*** Dataset content ***

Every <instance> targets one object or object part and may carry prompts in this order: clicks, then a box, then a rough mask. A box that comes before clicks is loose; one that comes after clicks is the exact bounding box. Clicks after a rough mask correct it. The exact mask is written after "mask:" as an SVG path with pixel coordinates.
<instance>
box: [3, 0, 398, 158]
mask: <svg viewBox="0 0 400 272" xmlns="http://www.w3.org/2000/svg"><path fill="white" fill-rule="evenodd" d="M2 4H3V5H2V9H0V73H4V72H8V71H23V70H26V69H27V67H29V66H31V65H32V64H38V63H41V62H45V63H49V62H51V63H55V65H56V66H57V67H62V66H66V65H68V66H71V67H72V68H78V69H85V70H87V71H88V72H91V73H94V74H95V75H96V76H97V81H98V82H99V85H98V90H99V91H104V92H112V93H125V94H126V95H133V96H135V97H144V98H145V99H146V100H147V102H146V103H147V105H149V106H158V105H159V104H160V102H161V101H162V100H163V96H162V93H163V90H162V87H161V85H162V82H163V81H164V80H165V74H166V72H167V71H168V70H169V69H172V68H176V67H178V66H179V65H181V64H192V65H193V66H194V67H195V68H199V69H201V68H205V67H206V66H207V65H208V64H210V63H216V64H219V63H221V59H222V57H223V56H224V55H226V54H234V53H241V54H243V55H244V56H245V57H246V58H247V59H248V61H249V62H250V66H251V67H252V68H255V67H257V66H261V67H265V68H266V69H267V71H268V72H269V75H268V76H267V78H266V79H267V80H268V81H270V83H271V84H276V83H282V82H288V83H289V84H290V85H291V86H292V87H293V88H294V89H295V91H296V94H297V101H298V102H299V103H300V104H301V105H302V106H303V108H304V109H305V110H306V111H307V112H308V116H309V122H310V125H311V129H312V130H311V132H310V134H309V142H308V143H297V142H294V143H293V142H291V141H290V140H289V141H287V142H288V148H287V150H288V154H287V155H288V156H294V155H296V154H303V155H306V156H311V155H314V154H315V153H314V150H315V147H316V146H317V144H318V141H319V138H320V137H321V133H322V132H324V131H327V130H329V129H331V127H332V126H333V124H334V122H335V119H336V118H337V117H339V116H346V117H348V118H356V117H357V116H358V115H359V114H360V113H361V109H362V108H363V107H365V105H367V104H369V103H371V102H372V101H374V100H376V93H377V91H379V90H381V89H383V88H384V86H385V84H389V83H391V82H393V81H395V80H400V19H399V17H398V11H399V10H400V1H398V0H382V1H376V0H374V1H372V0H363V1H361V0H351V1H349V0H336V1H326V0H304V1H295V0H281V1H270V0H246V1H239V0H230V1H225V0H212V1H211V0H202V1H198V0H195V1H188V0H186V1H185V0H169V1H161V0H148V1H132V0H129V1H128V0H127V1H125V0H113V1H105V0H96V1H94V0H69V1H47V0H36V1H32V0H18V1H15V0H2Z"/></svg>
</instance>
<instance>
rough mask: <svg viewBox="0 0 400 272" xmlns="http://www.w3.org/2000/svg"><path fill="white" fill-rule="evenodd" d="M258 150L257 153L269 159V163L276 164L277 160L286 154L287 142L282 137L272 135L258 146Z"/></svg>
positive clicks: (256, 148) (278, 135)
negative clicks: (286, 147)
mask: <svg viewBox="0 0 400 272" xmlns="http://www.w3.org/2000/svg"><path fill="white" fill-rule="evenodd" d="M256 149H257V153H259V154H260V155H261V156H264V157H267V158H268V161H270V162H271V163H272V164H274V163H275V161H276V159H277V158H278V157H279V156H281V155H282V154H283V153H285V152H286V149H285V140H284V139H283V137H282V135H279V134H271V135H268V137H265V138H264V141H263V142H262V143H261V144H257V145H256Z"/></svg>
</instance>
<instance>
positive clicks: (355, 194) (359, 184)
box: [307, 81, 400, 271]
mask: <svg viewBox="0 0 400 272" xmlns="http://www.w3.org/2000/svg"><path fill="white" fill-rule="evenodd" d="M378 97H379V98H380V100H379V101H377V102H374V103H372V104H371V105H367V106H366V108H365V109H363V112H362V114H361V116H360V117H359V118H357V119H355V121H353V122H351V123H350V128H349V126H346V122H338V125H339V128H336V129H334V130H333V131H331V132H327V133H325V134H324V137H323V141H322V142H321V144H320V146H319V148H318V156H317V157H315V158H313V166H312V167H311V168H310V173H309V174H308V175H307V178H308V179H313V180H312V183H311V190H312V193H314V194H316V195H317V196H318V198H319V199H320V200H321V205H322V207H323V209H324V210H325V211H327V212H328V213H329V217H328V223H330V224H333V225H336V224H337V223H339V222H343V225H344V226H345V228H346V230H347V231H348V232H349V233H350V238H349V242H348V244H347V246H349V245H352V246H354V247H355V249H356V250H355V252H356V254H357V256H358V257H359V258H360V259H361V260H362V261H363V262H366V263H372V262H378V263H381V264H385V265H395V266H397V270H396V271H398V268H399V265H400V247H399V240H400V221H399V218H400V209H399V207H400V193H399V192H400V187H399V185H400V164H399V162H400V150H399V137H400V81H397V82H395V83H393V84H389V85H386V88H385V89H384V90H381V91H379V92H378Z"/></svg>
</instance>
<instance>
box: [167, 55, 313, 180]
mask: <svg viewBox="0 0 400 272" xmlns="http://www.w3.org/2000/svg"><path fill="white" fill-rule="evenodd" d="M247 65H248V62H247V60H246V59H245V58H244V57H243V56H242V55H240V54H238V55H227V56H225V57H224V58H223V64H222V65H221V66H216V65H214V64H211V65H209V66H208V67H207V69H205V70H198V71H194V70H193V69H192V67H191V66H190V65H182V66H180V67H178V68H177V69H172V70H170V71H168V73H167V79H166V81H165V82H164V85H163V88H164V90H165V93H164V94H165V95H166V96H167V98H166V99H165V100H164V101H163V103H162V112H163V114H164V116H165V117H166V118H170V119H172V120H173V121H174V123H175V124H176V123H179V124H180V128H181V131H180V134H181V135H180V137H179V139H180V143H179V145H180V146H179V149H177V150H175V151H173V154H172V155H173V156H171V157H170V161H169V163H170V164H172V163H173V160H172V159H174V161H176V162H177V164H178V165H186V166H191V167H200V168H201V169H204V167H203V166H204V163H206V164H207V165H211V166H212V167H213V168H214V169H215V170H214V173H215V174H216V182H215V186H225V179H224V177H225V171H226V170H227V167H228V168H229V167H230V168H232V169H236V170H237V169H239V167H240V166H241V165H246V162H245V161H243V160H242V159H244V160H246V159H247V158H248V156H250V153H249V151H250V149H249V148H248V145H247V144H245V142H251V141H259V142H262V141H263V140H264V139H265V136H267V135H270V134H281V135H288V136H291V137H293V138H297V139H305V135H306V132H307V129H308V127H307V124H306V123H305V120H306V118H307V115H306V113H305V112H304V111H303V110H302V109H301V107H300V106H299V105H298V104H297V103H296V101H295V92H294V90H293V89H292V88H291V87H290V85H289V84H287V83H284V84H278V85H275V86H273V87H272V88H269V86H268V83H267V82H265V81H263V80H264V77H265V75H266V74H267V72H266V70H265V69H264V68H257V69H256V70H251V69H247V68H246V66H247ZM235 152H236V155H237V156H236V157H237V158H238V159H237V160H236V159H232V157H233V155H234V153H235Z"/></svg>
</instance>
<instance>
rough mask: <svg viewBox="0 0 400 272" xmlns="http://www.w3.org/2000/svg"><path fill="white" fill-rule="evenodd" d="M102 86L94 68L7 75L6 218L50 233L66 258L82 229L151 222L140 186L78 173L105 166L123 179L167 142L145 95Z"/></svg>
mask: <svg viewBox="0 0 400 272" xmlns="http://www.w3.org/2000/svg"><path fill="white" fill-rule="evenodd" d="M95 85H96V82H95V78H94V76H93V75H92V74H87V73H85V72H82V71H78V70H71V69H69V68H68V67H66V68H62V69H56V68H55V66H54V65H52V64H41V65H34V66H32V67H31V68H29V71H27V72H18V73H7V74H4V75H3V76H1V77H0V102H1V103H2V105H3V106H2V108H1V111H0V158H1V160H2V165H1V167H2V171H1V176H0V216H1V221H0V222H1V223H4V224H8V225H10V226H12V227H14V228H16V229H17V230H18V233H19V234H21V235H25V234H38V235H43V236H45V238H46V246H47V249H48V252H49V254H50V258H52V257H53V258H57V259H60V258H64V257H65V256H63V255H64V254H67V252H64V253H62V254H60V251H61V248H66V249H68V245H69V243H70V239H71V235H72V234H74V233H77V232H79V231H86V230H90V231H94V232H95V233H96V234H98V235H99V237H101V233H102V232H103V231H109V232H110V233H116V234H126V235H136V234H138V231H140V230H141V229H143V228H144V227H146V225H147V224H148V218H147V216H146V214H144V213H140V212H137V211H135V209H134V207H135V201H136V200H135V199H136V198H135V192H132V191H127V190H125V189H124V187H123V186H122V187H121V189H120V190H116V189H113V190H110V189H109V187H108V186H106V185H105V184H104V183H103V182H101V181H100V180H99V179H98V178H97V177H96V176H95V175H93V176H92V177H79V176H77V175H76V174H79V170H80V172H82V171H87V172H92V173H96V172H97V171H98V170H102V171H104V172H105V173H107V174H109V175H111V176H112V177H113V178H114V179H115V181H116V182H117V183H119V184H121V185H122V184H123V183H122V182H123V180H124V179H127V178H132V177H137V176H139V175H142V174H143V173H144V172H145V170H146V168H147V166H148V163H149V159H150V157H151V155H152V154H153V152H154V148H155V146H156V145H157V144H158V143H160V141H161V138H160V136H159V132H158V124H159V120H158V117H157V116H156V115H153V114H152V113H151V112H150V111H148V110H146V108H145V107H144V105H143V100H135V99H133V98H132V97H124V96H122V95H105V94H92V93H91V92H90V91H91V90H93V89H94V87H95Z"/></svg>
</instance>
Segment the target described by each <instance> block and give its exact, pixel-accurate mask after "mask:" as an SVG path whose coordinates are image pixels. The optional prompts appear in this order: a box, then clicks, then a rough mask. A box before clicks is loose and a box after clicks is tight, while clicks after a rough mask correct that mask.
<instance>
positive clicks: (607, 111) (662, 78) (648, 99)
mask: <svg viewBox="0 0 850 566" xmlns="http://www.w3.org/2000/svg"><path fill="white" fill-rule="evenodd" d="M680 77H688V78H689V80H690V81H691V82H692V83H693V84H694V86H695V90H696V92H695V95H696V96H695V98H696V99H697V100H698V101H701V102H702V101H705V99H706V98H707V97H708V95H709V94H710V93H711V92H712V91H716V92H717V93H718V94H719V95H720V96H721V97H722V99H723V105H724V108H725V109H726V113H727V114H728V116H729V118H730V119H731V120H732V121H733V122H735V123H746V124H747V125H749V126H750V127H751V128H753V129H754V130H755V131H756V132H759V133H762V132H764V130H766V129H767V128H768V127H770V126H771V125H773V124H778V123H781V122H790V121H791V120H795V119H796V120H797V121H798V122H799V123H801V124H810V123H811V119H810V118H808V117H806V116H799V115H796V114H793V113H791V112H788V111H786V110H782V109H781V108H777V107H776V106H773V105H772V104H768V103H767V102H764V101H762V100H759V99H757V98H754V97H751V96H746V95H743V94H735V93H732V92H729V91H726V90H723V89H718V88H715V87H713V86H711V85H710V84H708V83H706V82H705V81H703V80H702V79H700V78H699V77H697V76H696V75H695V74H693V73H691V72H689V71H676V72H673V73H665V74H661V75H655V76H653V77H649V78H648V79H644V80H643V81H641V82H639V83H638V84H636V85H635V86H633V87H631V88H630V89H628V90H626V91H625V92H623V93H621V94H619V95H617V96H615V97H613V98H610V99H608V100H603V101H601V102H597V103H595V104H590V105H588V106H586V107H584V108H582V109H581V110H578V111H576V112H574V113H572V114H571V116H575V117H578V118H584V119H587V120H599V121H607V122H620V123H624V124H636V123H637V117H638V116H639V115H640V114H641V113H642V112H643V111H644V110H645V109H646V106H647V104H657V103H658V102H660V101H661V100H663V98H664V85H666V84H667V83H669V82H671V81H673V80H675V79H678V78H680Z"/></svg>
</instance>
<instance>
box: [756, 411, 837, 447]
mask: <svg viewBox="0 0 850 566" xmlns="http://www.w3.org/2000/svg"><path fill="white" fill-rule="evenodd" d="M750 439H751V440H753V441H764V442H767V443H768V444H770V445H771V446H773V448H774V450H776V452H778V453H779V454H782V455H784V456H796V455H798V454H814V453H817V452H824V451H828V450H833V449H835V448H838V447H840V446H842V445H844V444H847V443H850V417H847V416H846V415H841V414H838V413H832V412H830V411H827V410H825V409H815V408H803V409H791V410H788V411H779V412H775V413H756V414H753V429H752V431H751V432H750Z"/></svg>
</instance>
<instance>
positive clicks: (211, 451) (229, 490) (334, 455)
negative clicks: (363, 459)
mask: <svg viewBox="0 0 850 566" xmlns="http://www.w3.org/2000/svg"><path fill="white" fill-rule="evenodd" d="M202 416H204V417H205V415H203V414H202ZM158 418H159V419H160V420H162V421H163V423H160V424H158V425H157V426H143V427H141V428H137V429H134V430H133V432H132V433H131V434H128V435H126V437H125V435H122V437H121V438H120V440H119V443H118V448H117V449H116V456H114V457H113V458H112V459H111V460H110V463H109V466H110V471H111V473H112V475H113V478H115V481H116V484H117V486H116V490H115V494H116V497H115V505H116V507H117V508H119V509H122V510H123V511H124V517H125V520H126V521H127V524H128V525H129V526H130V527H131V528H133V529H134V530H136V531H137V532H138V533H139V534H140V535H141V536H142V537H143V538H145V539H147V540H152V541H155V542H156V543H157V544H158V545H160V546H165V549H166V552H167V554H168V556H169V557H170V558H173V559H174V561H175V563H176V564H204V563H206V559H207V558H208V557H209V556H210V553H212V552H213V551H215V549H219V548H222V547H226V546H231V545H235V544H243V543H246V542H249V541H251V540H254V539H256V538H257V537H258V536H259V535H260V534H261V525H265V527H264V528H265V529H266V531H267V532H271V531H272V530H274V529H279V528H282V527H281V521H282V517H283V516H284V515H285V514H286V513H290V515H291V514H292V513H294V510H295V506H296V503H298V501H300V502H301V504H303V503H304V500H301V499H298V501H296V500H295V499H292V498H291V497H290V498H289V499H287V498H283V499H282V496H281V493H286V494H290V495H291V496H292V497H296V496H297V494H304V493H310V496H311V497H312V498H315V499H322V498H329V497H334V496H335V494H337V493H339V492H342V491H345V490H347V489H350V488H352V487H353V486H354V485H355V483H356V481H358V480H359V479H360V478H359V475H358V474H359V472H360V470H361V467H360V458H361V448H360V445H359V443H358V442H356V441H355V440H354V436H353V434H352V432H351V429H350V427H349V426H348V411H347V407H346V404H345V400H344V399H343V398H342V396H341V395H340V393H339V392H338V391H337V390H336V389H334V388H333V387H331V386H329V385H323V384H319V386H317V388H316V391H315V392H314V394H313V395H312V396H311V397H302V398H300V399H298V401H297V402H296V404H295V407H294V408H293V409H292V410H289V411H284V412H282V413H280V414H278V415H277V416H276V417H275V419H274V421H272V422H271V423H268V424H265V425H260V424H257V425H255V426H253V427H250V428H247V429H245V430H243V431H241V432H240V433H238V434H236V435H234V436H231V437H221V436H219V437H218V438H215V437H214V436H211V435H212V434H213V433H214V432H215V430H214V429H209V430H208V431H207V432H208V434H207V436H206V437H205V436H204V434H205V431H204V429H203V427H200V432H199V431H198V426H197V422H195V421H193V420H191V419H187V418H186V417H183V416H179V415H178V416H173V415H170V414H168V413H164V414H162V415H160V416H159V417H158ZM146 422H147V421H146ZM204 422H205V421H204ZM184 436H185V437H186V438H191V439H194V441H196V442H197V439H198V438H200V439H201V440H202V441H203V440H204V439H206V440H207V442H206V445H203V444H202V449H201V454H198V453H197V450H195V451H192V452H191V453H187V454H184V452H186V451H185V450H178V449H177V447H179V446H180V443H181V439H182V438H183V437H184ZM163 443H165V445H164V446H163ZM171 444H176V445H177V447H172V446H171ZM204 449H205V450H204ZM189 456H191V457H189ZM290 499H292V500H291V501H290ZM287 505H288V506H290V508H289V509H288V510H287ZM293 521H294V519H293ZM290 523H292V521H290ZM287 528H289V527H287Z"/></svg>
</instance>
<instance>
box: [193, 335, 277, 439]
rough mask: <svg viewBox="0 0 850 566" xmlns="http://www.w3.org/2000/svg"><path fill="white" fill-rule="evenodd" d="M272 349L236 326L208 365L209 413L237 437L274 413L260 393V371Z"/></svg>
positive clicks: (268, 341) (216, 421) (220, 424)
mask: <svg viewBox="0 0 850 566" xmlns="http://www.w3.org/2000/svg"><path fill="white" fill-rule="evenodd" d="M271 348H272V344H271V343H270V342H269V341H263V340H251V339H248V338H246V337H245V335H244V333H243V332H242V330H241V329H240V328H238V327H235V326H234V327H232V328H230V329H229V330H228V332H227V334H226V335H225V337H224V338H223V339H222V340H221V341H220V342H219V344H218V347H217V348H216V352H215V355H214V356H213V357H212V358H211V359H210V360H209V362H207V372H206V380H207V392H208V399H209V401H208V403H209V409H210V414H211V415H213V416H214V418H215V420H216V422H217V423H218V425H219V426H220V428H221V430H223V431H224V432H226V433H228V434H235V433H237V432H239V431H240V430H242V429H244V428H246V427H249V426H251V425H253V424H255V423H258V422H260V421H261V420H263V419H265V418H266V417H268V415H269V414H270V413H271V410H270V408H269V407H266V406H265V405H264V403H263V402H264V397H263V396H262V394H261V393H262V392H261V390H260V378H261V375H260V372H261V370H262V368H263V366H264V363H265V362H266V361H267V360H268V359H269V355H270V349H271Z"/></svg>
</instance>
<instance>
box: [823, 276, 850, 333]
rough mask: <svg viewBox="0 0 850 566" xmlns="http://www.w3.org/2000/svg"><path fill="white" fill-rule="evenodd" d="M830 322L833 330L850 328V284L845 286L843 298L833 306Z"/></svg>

*** End of Dataset content ***

To do - Copy out the entries again from their first line through the line containing "box: [3, 0, 398, 158]", including both of those lines.

Reply -
Every <instance> targets one object or object part and may carry prompts in this order: clicks, then a box, then a rough mask. A box that comes before clicks is loose; one that comes after clicks is the exact bounding box. Clicks after a rough mask correct it. The exact mask is written after "mask:" as an SVG path with pixel coordinates.
<instance>
box: [3, 0, 398, 158]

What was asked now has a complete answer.